=== Directions ===
Give the number of lines in the following entries that contain the word "duck", with nothing added.

=== Extracted records ===

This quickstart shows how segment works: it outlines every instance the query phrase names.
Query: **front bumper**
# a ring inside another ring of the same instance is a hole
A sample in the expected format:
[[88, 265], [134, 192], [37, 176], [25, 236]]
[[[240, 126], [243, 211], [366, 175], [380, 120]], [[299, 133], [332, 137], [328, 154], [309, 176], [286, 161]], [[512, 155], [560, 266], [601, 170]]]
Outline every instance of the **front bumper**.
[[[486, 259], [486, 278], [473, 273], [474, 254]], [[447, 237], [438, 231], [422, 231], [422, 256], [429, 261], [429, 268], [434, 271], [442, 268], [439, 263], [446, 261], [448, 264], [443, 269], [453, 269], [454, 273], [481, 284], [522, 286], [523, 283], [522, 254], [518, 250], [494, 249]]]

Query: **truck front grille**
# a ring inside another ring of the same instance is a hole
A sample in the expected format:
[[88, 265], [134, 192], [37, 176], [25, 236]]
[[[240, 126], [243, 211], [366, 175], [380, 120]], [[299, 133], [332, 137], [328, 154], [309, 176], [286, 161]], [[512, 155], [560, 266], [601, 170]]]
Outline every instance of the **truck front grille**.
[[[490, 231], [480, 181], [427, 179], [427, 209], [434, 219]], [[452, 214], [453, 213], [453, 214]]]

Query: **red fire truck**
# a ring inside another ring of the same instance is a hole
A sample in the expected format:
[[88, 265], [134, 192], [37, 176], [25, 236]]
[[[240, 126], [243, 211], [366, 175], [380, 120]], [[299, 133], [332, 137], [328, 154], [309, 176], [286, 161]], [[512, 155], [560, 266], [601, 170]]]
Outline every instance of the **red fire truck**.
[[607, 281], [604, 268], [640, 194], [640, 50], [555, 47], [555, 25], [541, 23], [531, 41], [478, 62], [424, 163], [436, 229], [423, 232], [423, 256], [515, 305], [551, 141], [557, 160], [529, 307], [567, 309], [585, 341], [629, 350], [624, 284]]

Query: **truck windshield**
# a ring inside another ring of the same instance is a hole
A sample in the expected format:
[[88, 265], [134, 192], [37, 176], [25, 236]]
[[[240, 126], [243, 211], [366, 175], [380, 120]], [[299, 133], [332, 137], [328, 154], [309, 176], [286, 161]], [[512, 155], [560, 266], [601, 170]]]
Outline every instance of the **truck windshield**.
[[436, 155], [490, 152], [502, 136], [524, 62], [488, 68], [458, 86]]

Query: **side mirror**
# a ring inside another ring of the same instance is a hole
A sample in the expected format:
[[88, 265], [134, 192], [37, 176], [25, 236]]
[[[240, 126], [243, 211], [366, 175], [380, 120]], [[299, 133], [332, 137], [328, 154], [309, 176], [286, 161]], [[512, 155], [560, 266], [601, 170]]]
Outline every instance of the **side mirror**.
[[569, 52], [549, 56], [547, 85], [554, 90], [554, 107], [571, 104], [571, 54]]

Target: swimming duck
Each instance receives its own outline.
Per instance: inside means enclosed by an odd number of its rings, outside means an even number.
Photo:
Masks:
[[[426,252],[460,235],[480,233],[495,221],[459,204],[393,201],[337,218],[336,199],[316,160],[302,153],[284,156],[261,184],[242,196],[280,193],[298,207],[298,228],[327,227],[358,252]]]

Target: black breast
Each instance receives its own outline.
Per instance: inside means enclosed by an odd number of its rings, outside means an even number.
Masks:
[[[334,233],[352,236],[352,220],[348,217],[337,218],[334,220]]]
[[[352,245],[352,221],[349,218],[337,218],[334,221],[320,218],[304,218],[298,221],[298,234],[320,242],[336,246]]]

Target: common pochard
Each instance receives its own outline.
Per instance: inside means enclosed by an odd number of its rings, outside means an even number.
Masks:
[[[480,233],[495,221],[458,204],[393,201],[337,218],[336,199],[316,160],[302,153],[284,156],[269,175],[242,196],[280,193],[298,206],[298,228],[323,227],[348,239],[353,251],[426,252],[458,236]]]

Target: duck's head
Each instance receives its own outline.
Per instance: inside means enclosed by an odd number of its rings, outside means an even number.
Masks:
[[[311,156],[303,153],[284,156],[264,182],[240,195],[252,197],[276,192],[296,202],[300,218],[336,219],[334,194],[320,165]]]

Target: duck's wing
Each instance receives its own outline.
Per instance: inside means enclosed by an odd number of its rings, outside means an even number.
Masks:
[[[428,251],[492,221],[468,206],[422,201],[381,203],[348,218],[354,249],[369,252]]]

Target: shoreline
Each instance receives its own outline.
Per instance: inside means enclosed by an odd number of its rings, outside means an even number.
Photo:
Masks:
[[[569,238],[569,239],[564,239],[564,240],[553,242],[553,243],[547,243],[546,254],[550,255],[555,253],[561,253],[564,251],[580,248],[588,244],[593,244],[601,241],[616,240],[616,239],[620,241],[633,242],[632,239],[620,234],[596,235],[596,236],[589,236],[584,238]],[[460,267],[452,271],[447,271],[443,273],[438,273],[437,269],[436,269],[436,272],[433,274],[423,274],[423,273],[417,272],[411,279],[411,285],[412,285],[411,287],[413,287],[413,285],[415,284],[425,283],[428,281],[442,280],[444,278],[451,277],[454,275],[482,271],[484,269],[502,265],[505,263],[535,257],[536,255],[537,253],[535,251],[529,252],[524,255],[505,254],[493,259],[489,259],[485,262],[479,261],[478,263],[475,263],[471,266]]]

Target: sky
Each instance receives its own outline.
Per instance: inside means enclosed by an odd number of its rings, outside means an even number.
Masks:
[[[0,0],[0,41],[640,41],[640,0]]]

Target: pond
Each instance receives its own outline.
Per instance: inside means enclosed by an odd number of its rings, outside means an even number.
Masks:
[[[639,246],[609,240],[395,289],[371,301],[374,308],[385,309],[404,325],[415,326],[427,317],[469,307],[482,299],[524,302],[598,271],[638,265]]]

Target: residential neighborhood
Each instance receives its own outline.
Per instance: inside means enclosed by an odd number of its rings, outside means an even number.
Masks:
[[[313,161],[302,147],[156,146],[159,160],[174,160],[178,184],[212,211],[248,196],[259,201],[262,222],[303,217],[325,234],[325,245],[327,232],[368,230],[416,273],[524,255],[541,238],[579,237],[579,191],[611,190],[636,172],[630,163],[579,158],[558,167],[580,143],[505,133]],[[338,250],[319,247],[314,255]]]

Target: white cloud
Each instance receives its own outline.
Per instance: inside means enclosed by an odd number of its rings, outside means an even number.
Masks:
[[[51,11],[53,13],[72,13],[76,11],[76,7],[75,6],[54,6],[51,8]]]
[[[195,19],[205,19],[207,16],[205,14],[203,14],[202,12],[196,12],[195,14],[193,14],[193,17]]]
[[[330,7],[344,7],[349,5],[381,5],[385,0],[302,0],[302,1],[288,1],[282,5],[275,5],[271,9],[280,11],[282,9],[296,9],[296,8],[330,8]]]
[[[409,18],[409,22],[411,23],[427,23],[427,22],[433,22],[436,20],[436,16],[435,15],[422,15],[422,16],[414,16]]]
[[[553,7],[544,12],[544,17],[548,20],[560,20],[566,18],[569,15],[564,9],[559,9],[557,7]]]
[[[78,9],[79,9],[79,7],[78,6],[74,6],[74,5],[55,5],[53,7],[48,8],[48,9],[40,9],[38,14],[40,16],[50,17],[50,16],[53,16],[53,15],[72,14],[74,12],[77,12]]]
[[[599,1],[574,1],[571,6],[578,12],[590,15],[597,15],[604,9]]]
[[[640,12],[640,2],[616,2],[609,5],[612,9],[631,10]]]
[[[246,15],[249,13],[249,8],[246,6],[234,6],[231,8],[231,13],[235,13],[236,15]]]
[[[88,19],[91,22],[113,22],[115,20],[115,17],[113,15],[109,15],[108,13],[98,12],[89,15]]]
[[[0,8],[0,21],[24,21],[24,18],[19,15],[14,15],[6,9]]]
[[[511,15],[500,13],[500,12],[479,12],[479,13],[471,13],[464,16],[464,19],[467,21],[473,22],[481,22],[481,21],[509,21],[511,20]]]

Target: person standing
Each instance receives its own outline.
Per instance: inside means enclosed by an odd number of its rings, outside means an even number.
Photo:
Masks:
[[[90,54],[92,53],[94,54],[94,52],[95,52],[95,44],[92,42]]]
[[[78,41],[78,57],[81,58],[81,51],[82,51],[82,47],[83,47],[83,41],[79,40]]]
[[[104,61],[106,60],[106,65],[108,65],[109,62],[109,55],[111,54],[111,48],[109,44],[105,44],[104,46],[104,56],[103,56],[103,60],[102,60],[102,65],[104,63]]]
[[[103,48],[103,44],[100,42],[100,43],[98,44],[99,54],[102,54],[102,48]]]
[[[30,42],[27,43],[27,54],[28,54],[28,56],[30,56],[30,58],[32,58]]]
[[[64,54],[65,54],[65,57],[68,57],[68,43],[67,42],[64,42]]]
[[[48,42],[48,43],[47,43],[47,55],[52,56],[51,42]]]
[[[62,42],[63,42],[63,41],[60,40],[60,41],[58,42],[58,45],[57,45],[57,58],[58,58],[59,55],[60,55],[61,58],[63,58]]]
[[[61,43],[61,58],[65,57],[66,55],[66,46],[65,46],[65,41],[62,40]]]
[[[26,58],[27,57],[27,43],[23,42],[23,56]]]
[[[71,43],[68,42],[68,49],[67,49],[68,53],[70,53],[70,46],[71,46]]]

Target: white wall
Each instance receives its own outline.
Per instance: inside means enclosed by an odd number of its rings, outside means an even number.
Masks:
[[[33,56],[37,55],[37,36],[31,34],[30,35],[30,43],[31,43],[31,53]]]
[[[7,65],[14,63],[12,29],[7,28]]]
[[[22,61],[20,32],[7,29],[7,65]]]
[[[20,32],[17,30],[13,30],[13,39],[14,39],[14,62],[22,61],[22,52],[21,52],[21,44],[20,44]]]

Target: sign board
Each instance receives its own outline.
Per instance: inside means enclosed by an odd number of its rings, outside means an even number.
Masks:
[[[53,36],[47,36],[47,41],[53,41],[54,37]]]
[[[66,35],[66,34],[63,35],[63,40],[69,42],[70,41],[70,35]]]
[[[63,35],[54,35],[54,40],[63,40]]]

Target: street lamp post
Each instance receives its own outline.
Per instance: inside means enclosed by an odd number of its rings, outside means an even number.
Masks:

=== Answer to this problem ===
3